SOURCE INFORMATION.
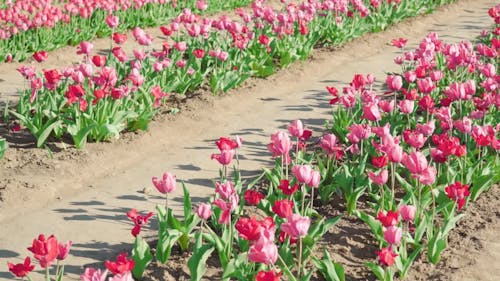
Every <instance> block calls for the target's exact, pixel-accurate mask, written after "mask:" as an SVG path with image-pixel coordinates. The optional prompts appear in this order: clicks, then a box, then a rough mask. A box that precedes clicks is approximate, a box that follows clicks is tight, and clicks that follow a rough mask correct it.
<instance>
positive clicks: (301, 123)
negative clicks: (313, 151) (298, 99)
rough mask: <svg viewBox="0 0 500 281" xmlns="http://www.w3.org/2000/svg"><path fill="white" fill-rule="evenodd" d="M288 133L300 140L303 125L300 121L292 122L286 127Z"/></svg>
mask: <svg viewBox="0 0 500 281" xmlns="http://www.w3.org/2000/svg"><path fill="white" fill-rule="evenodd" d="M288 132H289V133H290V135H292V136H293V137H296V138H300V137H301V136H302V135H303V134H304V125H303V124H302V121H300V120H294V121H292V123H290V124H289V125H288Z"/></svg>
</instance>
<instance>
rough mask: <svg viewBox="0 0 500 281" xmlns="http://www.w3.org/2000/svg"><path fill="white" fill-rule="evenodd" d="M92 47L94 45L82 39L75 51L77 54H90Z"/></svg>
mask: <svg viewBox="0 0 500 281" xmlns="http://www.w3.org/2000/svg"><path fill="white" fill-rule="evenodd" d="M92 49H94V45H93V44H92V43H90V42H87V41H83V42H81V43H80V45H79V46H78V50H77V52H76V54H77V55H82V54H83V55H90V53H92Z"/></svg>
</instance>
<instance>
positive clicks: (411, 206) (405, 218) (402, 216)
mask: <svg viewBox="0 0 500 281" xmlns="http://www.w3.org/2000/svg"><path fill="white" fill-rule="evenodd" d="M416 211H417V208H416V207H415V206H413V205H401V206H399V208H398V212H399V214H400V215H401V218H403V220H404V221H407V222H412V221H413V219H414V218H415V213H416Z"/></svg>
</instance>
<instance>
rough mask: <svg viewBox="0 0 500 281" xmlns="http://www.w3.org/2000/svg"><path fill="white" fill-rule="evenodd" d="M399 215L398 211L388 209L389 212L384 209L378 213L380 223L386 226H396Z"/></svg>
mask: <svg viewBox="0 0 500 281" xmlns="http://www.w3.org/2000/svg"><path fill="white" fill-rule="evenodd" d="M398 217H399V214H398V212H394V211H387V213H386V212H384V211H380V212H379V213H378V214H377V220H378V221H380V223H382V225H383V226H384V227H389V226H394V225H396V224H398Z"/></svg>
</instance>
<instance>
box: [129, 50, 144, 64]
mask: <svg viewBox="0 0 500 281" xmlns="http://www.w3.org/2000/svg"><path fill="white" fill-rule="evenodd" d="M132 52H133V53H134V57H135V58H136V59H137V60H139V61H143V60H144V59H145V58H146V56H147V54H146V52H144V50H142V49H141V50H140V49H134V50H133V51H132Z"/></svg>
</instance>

WHAT YOU NEED TO DO. Everything in the entries must be written out exactly; the pictures stay out.

RESPONSE BELOW.
Every <instance> block calls for the target's exact, pixel-accurate mask, written after "mask:" as an SVG path with image-pixel coordinates. The optional prompts appear in this order: clicks, then a box, then a rough mask. A box that precedes clicks is approximate, a box that follows clicks is tight, and clicks that follow a rough mask correct it.
<instance>
positive clicks: (301, 123)
negative clicks: (313, 151) (298, 99)
rough mask: <svg viewBox="0 0 500 281" xmlns="http://www.w3.org/2000/svg"><path fill="white" fill-rule="evenodd" d="M288 133L300 140L303 125L300 121L292 122L286 127Z"/></svg>
mask: <svg viewBox="0 0 500 281" xmlns="http://www.w3.org/2000/svg"><path fill="white" fill-rule="evenodd" d="M288 132H289V133H290V135H292V136H293V137H296V138H300V137H301V136H302V135H303V134H304V125H303V124H302V121H300V120H294V121H292V123H290V124H289V125H288Z"/></svg>
</instance>
<instance>
rough mask: <svg viewBox="0 0 500 281" xmlns="http://www.w3.org/2000/svg"><path fill="white" fill-rule="evenodd" d="M92 47L94 45L82 39L75 51L77 54H90Z"/></svg>
mask: <svg viewBox="0 0 500 281" xmlns="http://www.w3.org/2000/svg"><path fill="white" fill-rule="evenodd" d="M92 49H94V45H93V44H92V43H90V42H87V41H83V42H81V43H80V45H79V46H78V50H77V52H76V54H77V55H82V54H83V55H90V53H92Z"/></svg>
</instance>
<instance>
positive clicks: (411, 206) (405, 218) (402, 216)
mask: <svg viewBox="0 0 500 281" xmlns="http://www.w3.org/2000/svg"><path fill="white" fill-rule="evenodd" d="M416 211H417V208H416V207H415V206H413V205H401V206H399V208H398V212H399V214H400V215H401V218H403V220H404V221H407V222H412V221H413V219H414V218H415V213H416Z"/></svg>
</instance>
<instance>
rough mask: <svg viewBox="0 0 500 281" xmlns="http://www.w3.org/2000/svg"><path fill="white" fill-rule="evenodd" d="M399 215L398 211L388 209L389 212L384 209L378 213L380 223L386 226H396Z"/></svg>
mask: <svg viewBox="0 0 500 281" xmlns="http://www.w3.org/2000/svg"><path fill="white" fill-rule="evenodd" d="M398 217H399V214H398V212H394V211H387V213H386V212H384V211H380V212H379V213H378V214H377V220H378V221H380V223H382V225H383V226H384V227H389V226H394V225H396V224H398Z"/></svg>
</instance>
<instance>
box: [129, 50, 144, 64]
mask: <svg viewBox="0 0 500 281" xmlns="http://www.w3.org/2000/svg"><path fill="white" fill-rule="evenodd" d="M132 52H133V53H134V57H135V58H136V59H137V60H139V61H143V60H144V59H145V58H146V56H147V54H146V52H144V50H142V49H141V50H140V49H134V50H133V51H132Z"/></svg>
</instance>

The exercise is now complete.